- GIVEN PASSAGE:
#####

American neuroimmunologist (born 1954)

William Allen Banks, also known as Bill Banks (born 1954) is an American neuroimmunologist, neurologist, and an expert on the modulation of neuroimmune reactions through the blood-brain barrier. He is a Professor of Medicine in the Division of Gerontology and Geriatric Medicine at the University of Washington School of Medicine and the Associate Chief of Staff for Research and Development at the VA Puget Sound Health Care System in Seattle, Washington.

== Education and career ==
Banks was born in Bloomfield, Missouri and received his B.A. in biology from University of Missouri–St. Louis in 1975 before receiving his M.D. in 1979 from University of Missouri- Columbia. He completed an endocrinology fellowship in 1982 at the Veterans Administration Medical Center in New Orleans, Louisiana, with Abba Kastin, studying the blood-brain barrier (BBB). Together, they published nearly 150 manuscripts, driving the field of regulatory peptide BBB transport.

In 1984, Banks became an Assistant Professor in the Department of Medicine at Tulane University, School of Medicine. He advanced through the faculty ranks to Professor until 1998. In 1998, he moved to St. Louis University Department of Internal Medicine and joined the GRECC faculty at the Veterans Affairs Medical Center St. Louis. In 2010, he moved to his present location at the VA Puget Sound Health Care System and University of Washington in Seattle, WA.

Banks' interest for more than 40 years has focused on brain-body communication as mediated by the handling of peptides, regulatory proteins, and other informational molecules by the BBB. He has applied this approach to studies of obesity/body weight regulation, Alzheimer's disease/neurodegenerative diseases, neuroimmunology/neuroinflammation, CNS manifestations of diabetes mellitus, drug delivery to the central nervous system, and AIDS. He has also published on animal assisted therapy in nursing homes, robotics in geriatric medicine, sleep physiology, traumatic brain injury, and was first author on the paper first describing primary adrenal hyperplasia.

#####

- AVAILABLE DATA:
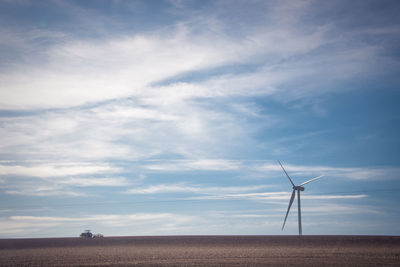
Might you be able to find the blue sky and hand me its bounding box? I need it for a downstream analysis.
[0,0,400,238]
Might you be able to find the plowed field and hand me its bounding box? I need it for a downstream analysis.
[0,236,400,266]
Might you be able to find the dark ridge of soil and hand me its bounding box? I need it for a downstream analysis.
[0,235,400,249]
[0,236,400,267]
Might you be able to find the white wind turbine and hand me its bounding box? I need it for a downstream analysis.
[278,160,324,235]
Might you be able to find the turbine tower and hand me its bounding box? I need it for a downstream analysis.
[278,160,324,235]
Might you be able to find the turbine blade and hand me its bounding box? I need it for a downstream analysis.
[282,189,296,230]
[299,175,325,186]
[278,160,295,186]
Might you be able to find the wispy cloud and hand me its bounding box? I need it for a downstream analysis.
[0,162,118,178]
[126,184,269,194]
[146,159,241,171]
[255,163,400,180]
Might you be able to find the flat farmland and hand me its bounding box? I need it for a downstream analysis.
[0,236,400,266]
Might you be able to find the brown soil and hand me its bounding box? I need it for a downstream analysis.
[0,236,400,266]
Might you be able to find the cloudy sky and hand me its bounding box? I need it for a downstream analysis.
[0,0,400,238]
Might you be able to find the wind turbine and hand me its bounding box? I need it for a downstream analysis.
[278,160,324,235]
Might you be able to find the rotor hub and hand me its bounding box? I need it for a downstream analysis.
[293,186,304,191]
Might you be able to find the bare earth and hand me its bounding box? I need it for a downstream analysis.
[0,236,400,266]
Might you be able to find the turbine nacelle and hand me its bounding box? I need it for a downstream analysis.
[278,160,323,235]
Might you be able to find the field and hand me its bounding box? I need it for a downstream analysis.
[0,236,400,266]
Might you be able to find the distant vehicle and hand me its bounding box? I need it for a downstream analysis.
[80,230,93,238]
[80,230,104,238]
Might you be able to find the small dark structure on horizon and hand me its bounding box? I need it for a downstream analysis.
[80,230,104,238]
[80,230,93,238]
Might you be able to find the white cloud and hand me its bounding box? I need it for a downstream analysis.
[146,159,240,171]
[255,163,400,180]
[56,177,129,187]
[126,184,269,194]
[0,162,118,178]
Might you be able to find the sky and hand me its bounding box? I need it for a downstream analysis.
[0,0,400,238]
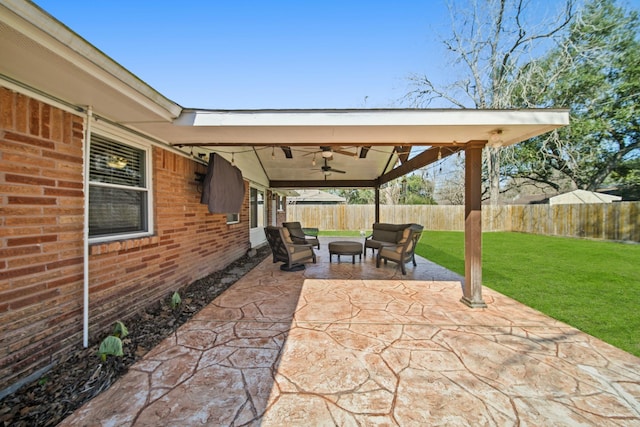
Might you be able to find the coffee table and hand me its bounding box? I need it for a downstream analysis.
[329,240,362,264]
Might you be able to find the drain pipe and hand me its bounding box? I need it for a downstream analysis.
[82,106,93,348]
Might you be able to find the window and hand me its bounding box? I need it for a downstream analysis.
[89,135,150,240]
[249,188,264,228]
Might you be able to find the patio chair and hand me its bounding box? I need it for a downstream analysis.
[376,224,424,275]
[264,226,316,271]
[282,221,320,249]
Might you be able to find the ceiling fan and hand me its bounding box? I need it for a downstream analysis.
[314,157,347,179]
[313,146,358,159]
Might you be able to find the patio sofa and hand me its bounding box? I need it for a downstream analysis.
[376,224,423,275]
[364,226,420,256]
[264,226,316,271]
[282,221,320,249]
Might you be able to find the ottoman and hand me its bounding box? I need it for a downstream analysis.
[329,241,362,264]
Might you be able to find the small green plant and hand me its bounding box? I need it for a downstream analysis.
[171,292,182,310]
[98,320,129,362]
[111,320,129,338]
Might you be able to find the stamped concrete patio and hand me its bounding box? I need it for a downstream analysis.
[61,238,640,426]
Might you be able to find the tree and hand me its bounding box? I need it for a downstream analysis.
[407,0,573,203]
[506,0,640,196]
[329,188,375,205]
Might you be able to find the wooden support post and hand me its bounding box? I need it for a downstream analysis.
[460,141,487,308]
[374,185,380,222]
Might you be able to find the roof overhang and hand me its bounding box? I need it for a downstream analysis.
[0,0,569,189]
[130,109,569,188]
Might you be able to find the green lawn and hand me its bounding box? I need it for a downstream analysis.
[416,231,640,356]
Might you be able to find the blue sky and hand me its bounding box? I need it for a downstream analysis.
[35,0,640,109]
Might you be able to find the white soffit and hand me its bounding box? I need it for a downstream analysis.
[171,109,569,146]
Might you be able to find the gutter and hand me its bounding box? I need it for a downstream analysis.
[82,106,93,348]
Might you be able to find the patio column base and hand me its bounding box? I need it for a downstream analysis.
[460,297,487,308]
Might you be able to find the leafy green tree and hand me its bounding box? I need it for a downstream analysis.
[407,0,574,203]
[401,173,436,205]
[503,0,640,194]
[329,188,375,205]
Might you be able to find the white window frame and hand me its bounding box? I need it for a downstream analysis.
[85,128,155,244]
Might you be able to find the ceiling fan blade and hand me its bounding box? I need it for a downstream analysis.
[333,149,358,157]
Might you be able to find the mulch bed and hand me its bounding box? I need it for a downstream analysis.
[0,246,271,427]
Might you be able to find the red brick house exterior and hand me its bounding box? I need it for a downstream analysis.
[0,87,260,391]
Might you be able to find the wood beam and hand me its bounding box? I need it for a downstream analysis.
[376,185,380,222]
[460,141,487,308]
[378,144,466,185]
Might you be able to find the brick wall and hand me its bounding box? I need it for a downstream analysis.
[89,147,250,339]
[0,88,250,391]
[0,88,84,390]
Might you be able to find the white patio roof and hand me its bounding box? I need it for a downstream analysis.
[0,0,569,188]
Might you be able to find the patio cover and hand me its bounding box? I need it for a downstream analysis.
[0,0,569,307]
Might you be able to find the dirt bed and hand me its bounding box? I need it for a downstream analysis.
[0,247,271,427]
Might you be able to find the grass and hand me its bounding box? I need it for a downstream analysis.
[416,231,640,356]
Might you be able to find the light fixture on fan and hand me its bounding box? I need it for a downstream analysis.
[107,156,128,169]
[487,129,502,148]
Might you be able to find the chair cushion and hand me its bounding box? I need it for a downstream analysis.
[379,246,402,262]
[291,247,312,262]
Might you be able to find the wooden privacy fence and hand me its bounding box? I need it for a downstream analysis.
[287,202,640,242]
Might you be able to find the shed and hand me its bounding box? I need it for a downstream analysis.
[287,190,347,205]
[549,190,622,205]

#####

- QUESTIONS:
1. According to the biography of William Allen Banks, where was he born?
2. Pick up the biography of William Allen Banks after its last sentence and keep writing.
The records come from a different source than the biography.

- RESULTS OF THE EXERCISE:
1. Bloomfield, Missouri.

2.
== Awards and recognition ==
In 2014, Banks received the Norman Cousins award, the highest honor given by the Psychoneuroimmunology Research Society (PNIRS), to an individual for outstanding contributions to research in psychoneuroimmunology. In 2018, he received the Middleton Award from the United States Department of Veterans Affairs, the highest honor awarded annually by the Biomedical Laboratory Research and Development Service to senior VA biomedical research scientists in recognition of their outstanding scientific contributions and achievements in the areas of biomedical and biobehavioral research relevant to the healthcare of Veterans. In 2022, he received the Viktor Mutt Lectureship Award from the International Society of Bioactive Peptides. Banks has been invited to give over 200 lectures all over the world. He has been ranked as a top-rated expert in the BBB and as a highly cited researcher, in the top 0.1% of researchers. He has published over 600 peer reviewed manuscripts and currently has an H index of 133.

Banks has been a member of multiple national and internationally known research societies, serving as President for some of them, including the Society for Neuroscience-New Orleans Chapter and PNIRS. He is also a founding or charter member of the American Peptide Society, International Behavioral Neuroscience Society, and International Neuropeptide Society.